■ TEXT PROVIDED
========
Years ago, by way of thanks, I decided to write a sonnet to give to friends and relatives. I composed the poem inside a mall, in a coffee shop with a view of a lawn with paths and flower shrubs. When I finished the sonnet, I opened my laptop to look for a picture to go with it. I had a rose in mind.
I was, I felt, in search of none other than the perfect rose. But first I had to decide what this was for me. Initially I had the image of the long-stemmed, fragrant, deep-pink American Beauty, but I kept my options open, because I had heard of other well-formed, deep-red hybrid teas, as well.
I surfed the Web and was rewarded with close to a hundred photographs of the flower, most of them sporting such fancy names as Daddy’s Pink, Ruby Wedding, Gipsy Boy, Dublin Bay, Crimson Conquest, Falstaff. (Apparently, just like a racehorse, a rose requires a name, and coining it is an art.)
In the end I settled for something that startled the wife, who has a more stable eye for beauty than my wandering own. In fact, I chose not just one but a triplet, all yellow. And – as the wife reminded me – they were far from perfect.
While they had fullness, the roses appeared unremarkable, and a leaf had a half hole on the edge, which a half-hearted bug had left. What happened was that during the search I underwent a sort of conversion. I realized that the “perfect” roses looked too good to be true, too cultured, too genetically engineered. And that what I really should scan for was something more common and simple, the variety one would find hawked by squatting elderly women at the mouth of churches on quiet weekdays, not the Valentine Day type displayed in well-lighted glass windows at the mall. Besides, but this I realized only later, yellow roses were a symbol of friendship.
And the roses had thorns, a fact that added to their being unpretentious and honest-to-goodness, and made them real all the more if all the less perfect than the mall prototypes, which did not have thorns, or only had innocuous ones.
Why, if I must hold a rose, I should risk being pricked by its thorn, or else I should just hold something as smooth as an umbrella handle. The qualities both of beauty and danger go into the rose, in whose heart lives a paradox. And the true rose lover must accept and rejoice over its contradictions.
The joyful acceptance of the thorn is Christ’s response to our search for that perfect other rose, happiness. He said in the Gospel of Matthew: “Blessed are the poor in spirit, for theirs is the kingdom of heaven. Blessed are they who mourn, for they will be comforted.
Blessed are the meek, for they will inherit the land. Blessed are they who hunger and thirst for righteousness, for they will be satisfied.
Blessed are the merciful, for they will be shown mercy. Blessed are the clean of heart, for they will see God. Blessed are the peacemakers, for they will be called children of God.
Blessed are they who are persecuted for the sake of righteousness, for theirs is the kingdom of heaven. Blessed are you when they insult you and persecute you and utter every kind of evil against you falsely because of me.
Rejoice and be glad, for your reward will be great in heaven.”
This I take to mean that, in my being rich and well-fed and full of laughter and admired, I can suppose myself, why not, as blessed by God. But the test that God has truly blessed me, that I in fact, and am not just imagining that I have His favor, is my willingness patiently to endure lack and need and sorrow and rejection when they come about, and they will because they are part of the human cycle. By presenting them as gifts to God I can in my own way participate in Christ’s self-giving love – and surely this is happiness, a more deeply satisfying happiness than that which the world knows.
“I see his blood upon the rose,” wrote Joseph Mary Plunkett. Yes, even if the rose is yellow, and its name is Golden Years.
========
Saved entries:

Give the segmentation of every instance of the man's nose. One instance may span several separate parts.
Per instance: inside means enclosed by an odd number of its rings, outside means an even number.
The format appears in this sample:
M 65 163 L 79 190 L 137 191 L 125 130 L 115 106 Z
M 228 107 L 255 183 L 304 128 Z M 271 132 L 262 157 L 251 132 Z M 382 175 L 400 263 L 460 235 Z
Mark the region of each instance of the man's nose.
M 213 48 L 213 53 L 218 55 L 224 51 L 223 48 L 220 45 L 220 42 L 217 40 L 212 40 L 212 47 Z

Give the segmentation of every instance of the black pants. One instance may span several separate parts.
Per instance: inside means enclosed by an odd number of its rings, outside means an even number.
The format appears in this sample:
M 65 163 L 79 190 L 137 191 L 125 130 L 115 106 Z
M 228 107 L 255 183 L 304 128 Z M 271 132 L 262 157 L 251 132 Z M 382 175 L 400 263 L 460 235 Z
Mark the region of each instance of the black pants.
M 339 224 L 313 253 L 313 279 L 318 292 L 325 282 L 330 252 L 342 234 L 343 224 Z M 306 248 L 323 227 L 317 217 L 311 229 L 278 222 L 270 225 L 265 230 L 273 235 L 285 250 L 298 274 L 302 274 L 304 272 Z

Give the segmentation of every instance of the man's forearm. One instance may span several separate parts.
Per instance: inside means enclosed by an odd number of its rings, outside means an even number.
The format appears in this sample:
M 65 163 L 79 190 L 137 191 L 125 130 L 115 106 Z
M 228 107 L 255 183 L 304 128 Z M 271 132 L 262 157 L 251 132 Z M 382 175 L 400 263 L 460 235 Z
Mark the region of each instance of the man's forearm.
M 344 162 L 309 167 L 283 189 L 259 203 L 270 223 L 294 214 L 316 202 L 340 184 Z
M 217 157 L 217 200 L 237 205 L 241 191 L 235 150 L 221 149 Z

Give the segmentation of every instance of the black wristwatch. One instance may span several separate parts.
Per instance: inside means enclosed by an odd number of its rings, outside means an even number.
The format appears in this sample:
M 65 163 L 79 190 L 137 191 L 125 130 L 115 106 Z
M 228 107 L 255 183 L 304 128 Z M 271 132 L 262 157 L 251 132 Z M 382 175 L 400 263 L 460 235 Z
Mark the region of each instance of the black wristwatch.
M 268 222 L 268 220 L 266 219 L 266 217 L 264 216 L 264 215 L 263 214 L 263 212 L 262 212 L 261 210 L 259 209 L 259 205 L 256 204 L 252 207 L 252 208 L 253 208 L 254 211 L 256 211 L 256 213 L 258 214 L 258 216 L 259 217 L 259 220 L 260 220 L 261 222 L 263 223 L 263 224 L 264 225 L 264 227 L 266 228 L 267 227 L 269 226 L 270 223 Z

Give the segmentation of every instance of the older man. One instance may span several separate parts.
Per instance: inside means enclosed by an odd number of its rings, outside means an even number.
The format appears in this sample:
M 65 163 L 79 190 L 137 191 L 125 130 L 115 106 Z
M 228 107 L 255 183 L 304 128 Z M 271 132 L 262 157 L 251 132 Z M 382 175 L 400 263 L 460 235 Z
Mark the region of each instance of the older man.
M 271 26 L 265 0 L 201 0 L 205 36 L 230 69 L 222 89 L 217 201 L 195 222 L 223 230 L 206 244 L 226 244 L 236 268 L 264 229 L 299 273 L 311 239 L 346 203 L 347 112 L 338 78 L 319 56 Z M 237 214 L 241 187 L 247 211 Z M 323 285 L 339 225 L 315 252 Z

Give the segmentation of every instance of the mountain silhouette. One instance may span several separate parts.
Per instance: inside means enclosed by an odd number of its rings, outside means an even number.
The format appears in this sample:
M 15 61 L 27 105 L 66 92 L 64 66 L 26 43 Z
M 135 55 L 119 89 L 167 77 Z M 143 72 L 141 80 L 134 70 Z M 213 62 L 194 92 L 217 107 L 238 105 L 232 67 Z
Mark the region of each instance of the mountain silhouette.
========
Answer these questions using the text about the rose:
(a) Where did the writer compose the sonnet?
(b) What color were the roses the writer finally chose?
(c) Who wrote the line "I see his blood upon the rose"?
The rows have nothing to do with the text about the rose.

(a) In a coffee shop inside a mall.
(b) Yellow.
(c) Joseph Mary Plunkett.